=== Brano da leggere ===
________________
Le parabole del Regno dei cieli.
Le tre parabole del Regno
Seguiamo ancora il discorso parabolico di Gesù nel capitolo tredicesimo di Matteo, e troviamo nel lezionario di questa domenica tre parabole: quella della zizzania (con la sua spiegazione), a cui seguono quella del granello di senapa e del lievito. Queste parabole sono accomunate dallo stesso incipit, dove emerge la similitudine con il «regno dei cieli», ma anche da un lessico e contenuti simili.
________________
=== Voci elencate ===
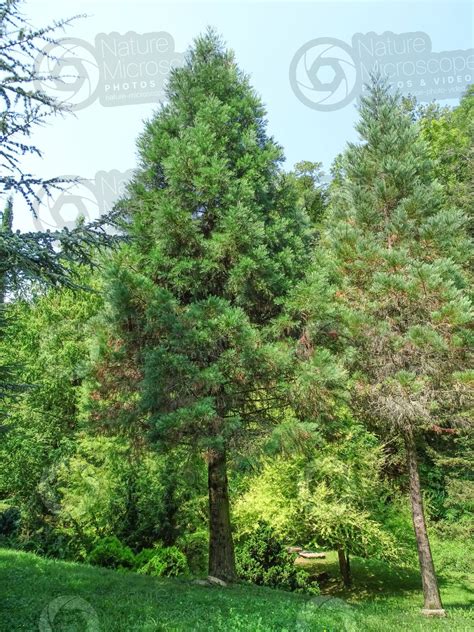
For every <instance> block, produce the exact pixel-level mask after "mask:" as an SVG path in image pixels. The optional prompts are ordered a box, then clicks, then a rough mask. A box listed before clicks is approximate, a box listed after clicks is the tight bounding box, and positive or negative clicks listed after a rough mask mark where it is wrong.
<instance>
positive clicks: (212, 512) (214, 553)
mask: <svg viewBox="0 0 474 632" xmlns="http://www.w3.org/2000/svg"><path fill="white" fill-rule="evenodd" d="M208 488H209V575H212V576H213V577H217V578H219V579H222V580H224V581H233V580H234V579H235V578H236V572H235V557H234V543H233V540H232V531H231V526H230V512H229V491H228V483H227V465H226V455H225V451H221V452H216V451H212V452H211V454H210V456H209V461H208Z"/></svg>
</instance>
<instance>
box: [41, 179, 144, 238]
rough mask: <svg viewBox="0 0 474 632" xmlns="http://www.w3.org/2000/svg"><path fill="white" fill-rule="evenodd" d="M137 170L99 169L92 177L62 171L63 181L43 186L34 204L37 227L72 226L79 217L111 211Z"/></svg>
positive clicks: (73, 224)
mask: <svg viewBox="0 0 474 632" xmlns="http://www.w3.org/2000/svg"><path fill="white" fill-rule="evenodd" d="M133 174H134V170H133V169H128V170H127V171H118V170H117V169H112V170H111V171H98V172H97V173H96V174H95V177H94V178H93V179H87V180H86V179H85V178H80V177H78V176H71V175H63V176H61V180H62V181H63V182H64V184H63V185H59V186H58V188H55V189H53V190H51V188H50V189H49V191H47V190H46V189H44V188H43V189H41V190H40V191H39V193H38V200H37V203H36V204H35V211H36V217H34V218H33V224H34V227H35V230H38V231H46V230H62V229H63V228H68V229H73V228H74V227H75V226H76V225H77V220H78V219H79V218H81V217H82V218H84V220H85V221H86V222H89V221H93V220H97V219H99V218H100V217H101V216H102V215H104V214H107V213H110V212H111V211H112V210H113V208H114V206H115V204H116V203H117V202H118V200H119V199H121V198H122V197H123V196H124V195H125V193H126V190H127V185H128V184H129V182H130V180H131V179H132V178H133Z"/></svg>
________________
=== Compito da svolgere ===
Trascriva fedelmente la parte del brano sulle parabole del Regno che va dalle parole «Le parabole del» fino alle parole «e contenuti simili.», queste comprese. Le voci elencate non hanno alcun legame con il brano.

=== Soluzione del compito ===
Le parabole del Regno dei cieli.
Le tre parabole del Regno
Seguiamo ancora il discorso parabolico di Gesù nel capitolo tredicesimo di Matteo, e troviamo nel lezionario di questa domenica tre parabole: quella della zizzania (con la sua spiegazione), a cui seguono quella del granello di senapa e del lievito. Queste parabole sono accomunate dallo stesso incipit, dove emerge la similitudine con il «regno dei cieli», ma anche da un lessico e contenuti simili.